───── SUPPLIED MATERIAL

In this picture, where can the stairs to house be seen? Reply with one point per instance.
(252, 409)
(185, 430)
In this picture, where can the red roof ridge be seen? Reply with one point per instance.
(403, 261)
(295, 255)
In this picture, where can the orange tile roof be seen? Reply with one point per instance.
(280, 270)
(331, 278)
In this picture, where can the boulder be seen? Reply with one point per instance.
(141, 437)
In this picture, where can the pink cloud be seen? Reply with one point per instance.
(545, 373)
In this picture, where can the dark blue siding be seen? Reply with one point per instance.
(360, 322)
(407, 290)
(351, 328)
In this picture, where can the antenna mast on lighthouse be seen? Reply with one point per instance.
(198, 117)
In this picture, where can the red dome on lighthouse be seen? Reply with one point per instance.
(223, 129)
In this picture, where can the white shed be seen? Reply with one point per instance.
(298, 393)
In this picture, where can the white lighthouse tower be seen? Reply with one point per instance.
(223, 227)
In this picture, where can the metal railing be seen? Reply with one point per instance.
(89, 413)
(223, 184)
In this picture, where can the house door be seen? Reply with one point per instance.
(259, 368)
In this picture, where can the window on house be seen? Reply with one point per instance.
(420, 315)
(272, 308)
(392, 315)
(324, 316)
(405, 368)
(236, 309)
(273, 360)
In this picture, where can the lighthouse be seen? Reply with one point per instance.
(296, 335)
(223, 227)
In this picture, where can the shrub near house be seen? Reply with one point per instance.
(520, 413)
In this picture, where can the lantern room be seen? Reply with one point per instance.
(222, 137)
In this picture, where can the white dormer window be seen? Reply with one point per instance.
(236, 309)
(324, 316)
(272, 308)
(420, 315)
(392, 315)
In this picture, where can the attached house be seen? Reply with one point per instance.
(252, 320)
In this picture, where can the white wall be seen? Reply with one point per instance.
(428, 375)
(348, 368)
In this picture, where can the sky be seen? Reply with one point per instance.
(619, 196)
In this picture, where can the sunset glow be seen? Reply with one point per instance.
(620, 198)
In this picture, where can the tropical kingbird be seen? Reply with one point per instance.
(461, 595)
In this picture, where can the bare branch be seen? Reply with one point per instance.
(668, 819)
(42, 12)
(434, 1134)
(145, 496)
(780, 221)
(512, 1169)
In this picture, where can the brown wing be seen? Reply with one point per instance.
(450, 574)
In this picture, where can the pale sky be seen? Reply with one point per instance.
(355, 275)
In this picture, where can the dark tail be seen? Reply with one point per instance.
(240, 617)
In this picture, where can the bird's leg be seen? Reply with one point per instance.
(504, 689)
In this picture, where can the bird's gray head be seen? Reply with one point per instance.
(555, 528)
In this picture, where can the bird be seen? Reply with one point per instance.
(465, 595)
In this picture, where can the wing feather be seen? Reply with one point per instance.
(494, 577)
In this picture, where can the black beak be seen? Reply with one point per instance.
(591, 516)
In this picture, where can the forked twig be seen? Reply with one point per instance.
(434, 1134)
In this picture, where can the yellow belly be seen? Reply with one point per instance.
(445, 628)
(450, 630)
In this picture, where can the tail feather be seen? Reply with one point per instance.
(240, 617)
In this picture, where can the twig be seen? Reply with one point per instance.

──────────

Print out all of the records above, word for word.

SOLVED PROBLEM
In this picture, where can the stairs to house be seen? Reply with one point per instance.
(252, 409)
(185, 430)
In this picture, where can the red roof ridge be seen? Reply with one point per instance.
(403, 261)
(295, 255)
In this picture, where can the orange tile roof be seen? Reply with one point per instance.
(280, 270)
(331, 278)
In this picture, where can the boulder be seen? Reply with one point per instance.
(141, 437)
In this picture, where can the pink cloud be seen? Reply with one point per instance.
(545, 373)
In this picture, where can the dark blue siding be seen? Reply with one point per instance.
(360, 322)
(407, 290)
(351, 328)
In this picture, where can the antenna mast on lighthouse be seen? Reply with one point per instance.
(198, 117)
In this picture, where can the red dome on lighthouse be seen? Reply with one point per instance.
(223, 129)
In this picture, where can the white shed be seen? Reply with one point per instance.
(298, 393)
In this picture, where can the white lighthouse tower be seen? Reply with one point per instance.
(223, 227)
In this picture, where can the metal railing be seen? Reply with one point per instance.
(89, 413)
(223, 184)
In this picture, where can the house door be seen? Reply with one point per instance.
(259, 368)
In this picture, where can the window on house be seen? Reply with one point per instance.
(420, 315)
(272, 308)
(392, 315)
(324, 316)
(405, 368)
(236, 309)
(273, 360)
In this picture, where can the lighthouse be seen? Reply with one point per instance.
(296, 335)
(223, 227)
In this picture, where can the shrub near house be seen? Reply with one point per instance.
(520, 413)
In this picture, where can the lantern room be seen? Reply with one point per instance.
(222, 137)
In this picture, where can the white dormer window be seen? Reply with one point per instance.
(236, 309)
(324, 316)
(272, 308)
(420, 315)
(392, 315)
In this picture, where can the attached house be seen? Reply with one point per instance.
(252, 320)
In this picture, where can the white wall be seen? Reply with one point per instance.
(428, 375)
(348, 368)
In this picture, where can the sky be seen? Reply with one point per instance.
(619, 196)
In this picture, where can the sunset glow be seen? Reply with one point per instance.
(620, 198)
In this picture, where can the tropical kingbird be seen? Reply with one point per instance.
(461, 595)
In this picture, where can the bare branch be seen? Reply with one point per instance.
(668, 819)
(42, 12)
(434, 1134)
(145, 496)
(780, 221)
(512, 1169)
In this picture, where can the brown wing be seen? Reply with one point per instance.
(450, 574)
In this picture, where can the pale sky be seen? Reply with one point per instance.
(355, 275)
In this picture, where can the dark tail be seen? Reply with one point per instance.
(240, 617)
In this picture, where can the bird's leg be seen? Reply with one point per instance.
(504, 689)
In this picture, where can the bird's gray head be seen? Reply with one point per instance.
(555, 528)
In this picture, where can the bird be seen? Reply with one point per instance.
(465, 595)
In this picture, where can the wing feather be seen? Reply with one point per instance.
(494, 577)
In this picture, where can the black beak be seen? Reply with one point per instance.
(591, 516)
In this picture, where can the forked twig be seen? Reply with one point per instance.
(434, 1134)
In this picture, where can the yellow belly be seen? Reply with one point per instance.
(445, 628)
(450, 630)
In this picture, where can the tail feather be seen? Reply with one point per instance.
(240, 617)
In this picture, where can the twig be seen? Reply with one point per instance.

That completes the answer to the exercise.